ARLINGTON, Va .— Community pharmacists are improving patients’ access to preventive services and chronic care management across America according to a July Journal of the American Medical Association Network Open (JAMA Network Open) article, “Evaluation of Frequency of Encounters With Primary Care Physicians vs. Visits to Community Pharmacies Among Medicare Beneficiaries.”
The article demonstrates the important role of pharmacies and pharmacists in the prevention and management of chronic disease based on the number of visits to these healthcare professionals – particularly in small or isolated communities.
“The frequency of visits estimated by our analysis suggests that community pharmacists have frequent opportunities to deliver patient-centered services in community-based locations. As value-based health care increasingly places emphasis on preventive care and chronic disease management, the community pharmacist is a highly accessible clinician who can provide many of these services,” the authors noted.
An evolution of the NACDS Literature Program and NACDS Value-Based Vaccination Initiatives, the JAMA Network Open article further illustrates the value of pharmacy in improving clinical outcomes in various chronic diseases, and builds on the core policy recommendations necessary to help scale and sustain pharmacist-delivered preventable services and chronic care management. NACDS is commending colleagues at the University of Pittsburgh School of Pharmacy for extending the reach of prior collaborations between NACDS and the University to advance the value of community pharmacy care.
Of critical importance, the authors noted “the need to recognize pharmacists as providers of billable services, integrate pharmacists in emerging delivery and payment models, and enhance collaborative relationships between pharmacists and other members of the health care team.”
“Pharmacists are not only highly educated and widely trusted health professionals, but they are also well placed to provide patient-centered services in underserved and rural areas across the country,” said NACDS President and CEO Steven Anderson. “Pharmacies exist within five miles of 90 percent of all Americans, and the accessibility of these health destinations is not only critical to improving chronic health outcomes and serving patients who otherwise would not be reached, but is also essential to the health of the nation as we continue to address the COVID-19 pandemic. The information and evidence presented by these healthcare experts reinforces the importance of community pharmacy’s collaborative relationship with physicians and other healthcare professionals to help keep patients healthy.”

■ Prompt
Please list every need that the authors say must be met, according to the text on community pharmacists and Medicare patients. The records come from a separate source, unrelated to the text.

■ Material supplied
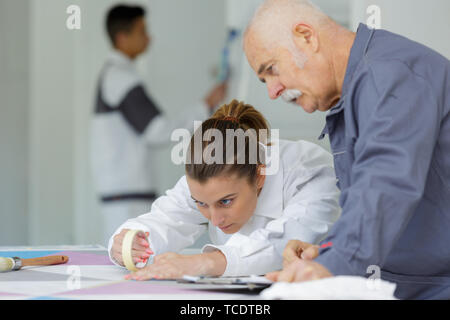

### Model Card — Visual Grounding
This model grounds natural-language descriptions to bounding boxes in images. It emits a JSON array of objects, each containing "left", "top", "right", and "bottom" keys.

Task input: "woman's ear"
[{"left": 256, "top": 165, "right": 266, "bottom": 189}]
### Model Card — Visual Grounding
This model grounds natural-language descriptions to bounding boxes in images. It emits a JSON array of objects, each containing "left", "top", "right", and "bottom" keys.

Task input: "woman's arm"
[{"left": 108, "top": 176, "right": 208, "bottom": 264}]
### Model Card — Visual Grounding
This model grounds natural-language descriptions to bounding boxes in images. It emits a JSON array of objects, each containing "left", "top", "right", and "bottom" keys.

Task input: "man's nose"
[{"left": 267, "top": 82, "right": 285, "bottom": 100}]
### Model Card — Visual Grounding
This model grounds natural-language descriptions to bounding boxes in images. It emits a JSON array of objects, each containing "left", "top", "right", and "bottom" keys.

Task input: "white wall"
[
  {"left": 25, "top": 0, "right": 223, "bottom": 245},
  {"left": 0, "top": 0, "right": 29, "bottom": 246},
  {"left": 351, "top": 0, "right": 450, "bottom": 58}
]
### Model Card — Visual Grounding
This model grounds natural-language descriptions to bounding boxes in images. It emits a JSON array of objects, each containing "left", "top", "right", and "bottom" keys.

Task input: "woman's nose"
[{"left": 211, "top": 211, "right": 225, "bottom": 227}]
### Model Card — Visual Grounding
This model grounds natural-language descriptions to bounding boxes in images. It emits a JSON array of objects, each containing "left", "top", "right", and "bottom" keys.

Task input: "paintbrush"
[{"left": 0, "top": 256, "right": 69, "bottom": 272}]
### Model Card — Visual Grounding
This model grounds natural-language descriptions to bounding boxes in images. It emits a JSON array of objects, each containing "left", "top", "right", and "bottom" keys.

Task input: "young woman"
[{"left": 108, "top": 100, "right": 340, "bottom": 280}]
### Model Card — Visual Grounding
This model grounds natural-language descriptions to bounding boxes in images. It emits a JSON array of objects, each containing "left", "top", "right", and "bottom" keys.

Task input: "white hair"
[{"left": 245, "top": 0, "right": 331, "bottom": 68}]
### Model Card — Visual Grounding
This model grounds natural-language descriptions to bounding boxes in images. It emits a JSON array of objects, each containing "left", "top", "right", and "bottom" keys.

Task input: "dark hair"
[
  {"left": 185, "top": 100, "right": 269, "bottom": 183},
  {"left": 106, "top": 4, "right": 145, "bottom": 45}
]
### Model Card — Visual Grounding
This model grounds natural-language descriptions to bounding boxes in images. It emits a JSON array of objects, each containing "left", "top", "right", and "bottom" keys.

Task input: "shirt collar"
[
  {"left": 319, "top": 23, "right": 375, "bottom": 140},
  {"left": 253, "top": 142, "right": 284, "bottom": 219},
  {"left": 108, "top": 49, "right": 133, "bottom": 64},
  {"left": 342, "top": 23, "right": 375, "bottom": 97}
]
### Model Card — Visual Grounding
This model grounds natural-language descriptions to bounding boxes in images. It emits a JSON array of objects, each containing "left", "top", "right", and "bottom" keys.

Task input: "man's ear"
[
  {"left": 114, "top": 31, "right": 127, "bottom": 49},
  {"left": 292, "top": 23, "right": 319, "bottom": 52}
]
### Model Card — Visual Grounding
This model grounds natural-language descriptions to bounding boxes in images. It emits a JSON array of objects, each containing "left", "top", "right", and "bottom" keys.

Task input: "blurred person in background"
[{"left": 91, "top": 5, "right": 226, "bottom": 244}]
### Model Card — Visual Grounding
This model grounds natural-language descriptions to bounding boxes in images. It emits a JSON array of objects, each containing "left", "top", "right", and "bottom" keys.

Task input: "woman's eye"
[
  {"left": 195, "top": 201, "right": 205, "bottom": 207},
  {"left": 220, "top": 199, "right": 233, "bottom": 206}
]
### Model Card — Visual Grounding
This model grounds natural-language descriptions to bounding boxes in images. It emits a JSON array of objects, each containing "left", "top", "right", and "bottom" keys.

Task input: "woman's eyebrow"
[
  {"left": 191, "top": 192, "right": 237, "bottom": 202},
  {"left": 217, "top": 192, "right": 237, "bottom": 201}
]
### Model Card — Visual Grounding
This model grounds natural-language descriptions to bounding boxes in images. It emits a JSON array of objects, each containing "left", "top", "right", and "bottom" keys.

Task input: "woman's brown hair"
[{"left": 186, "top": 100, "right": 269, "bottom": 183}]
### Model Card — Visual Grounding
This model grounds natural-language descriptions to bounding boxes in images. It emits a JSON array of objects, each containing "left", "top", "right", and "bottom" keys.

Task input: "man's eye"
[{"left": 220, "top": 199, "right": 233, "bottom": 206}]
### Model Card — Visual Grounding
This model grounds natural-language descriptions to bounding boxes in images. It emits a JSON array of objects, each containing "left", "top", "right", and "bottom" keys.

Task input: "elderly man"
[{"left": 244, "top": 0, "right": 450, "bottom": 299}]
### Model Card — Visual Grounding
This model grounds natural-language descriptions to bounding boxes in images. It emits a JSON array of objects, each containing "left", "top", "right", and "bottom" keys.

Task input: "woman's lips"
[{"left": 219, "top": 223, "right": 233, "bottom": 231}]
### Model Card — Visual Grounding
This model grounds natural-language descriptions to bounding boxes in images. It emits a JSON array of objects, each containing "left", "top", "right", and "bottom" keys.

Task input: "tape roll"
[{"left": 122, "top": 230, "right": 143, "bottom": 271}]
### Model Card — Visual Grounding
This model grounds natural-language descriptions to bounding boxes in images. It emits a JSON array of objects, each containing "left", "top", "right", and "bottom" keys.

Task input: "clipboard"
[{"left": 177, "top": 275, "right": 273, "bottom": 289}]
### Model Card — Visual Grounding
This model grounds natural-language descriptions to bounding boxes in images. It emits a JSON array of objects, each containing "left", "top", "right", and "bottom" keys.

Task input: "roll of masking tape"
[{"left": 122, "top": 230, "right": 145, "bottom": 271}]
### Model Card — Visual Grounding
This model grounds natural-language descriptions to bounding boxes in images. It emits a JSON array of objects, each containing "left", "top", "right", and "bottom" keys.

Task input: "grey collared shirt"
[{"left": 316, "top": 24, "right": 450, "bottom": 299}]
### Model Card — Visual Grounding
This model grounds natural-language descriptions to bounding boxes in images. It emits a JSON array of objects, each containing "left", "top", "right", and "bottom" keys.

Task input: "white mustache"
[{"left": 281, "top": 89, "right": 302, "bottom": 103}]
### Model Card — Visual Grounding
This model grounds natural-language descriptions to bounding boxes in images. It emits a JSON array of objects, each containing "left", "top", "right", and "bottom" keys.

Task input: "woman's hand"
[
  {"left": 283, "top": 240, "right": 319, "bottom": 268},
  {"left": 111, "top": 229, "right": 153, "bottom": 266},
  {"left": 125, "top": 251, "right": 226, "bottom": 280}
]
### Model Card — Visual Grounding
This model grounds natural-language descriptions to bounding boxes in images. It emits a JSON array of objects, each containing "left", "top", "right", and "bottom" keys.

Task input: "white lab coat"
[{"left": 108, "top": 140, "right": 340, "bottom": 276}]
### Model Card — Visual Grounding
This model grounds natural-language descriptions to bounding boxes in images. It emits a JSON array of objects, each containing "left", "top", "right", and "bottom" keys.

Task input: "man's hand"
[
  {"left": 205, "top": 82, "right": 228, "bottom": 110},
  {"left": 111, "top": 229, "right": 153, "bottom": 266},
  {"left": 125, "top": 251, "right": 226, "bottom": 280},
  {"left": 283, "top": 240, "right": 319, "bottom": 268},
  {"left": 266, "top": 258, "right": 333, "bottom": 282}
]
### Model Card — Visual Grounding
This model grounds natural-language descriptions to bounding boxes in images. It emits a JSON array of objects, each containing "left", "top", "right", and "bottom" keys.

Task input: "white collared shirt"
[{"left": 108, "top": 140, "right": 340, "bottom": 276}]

■ Finished task
- Recognize pharmacists as providers of billable services.
- Integrate pharmacists in emerging delivery and payment models.
- Enhance collaborative relationships between pharmacists and other members of the health care team.